╔══
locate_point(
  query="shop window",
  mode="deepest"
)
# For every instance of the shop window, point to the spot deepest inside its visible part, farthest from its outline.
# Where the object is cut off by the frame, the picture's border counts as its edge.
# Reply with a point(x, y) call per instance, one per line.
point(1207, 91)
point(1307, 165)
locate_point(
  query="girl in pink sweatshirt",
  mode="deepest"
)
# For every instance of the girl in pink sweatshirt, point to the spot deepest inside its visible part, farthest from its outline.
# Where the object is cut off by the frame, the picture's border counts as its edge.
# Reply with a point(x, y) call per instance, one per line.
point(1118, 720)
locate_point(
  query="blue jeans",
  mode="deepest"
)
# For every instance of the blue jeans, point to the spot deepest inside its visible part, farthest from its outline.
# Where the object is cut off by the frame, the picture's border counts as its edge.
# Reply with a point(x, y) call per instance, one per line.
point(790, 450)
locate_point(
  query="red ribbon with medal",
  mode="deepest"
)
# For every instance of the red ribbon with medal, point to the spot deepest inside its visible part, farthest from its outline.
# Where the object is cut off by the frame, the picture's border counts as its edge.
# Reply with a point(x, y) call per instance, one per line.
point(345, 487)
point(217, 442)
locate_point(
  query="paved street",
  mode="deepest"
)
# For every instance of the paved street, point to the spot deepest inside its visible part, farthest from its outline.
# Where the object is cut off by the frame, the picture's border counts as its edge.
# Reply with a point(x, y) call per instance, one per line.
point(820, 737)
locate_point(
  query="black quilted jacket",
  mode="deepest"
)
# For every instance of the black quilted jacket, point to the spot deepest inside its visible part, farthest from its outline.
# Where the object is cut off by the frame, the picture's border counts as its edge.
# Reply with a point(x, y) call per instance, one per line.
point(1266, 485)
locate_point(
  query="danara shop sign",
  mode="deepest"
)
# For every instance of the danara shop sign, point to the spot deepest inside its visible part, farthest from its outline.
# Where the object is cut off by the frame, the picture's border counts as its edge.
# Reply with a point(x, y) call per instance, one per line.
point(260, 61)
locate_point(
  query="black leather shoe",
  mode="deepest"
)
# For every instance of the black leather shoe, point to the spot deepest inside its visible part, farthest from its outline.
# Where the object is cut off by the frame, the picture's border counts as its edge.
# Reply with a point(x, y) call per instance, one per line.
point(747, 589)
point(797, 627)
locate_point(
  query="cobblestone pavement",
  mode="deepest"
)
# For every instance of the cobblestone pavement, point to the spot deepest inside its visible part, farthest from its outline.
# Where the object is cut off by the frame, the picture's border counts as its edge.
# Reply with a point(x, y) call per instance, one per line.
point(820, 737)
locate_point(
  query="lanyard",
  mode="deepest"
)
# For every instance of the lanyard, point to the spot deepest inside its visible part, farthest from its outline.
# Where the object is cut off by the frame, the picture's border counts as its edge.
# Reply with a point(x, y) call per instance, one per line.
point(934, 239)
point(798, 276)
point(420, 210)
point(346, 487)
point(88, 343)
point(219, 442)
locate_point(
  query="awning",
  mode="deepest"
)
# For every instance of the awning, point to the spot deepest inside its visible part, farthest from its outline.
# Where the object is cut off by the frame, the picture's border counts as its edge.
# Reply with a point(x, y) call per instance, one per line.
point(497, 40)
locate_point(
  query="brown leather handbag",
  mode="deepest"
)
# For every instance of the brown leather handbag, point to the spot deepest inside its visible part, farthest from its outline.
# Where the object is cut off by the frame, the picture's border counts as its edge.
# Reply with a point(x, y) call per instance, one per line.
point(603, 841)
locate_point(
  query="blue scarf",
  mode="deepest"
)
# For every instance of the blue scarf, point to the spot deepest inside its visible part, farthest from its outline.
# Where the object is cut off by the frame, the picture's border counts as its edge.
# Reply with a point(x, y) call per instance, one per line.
╚══
_Required action_
Would you return all lines from the preceding listing that contain the word "paved"?

_Finished task_
  query="paved street",
# For every instance of the paved street, point to the spot deepest inside its visible part, farthest from its outline.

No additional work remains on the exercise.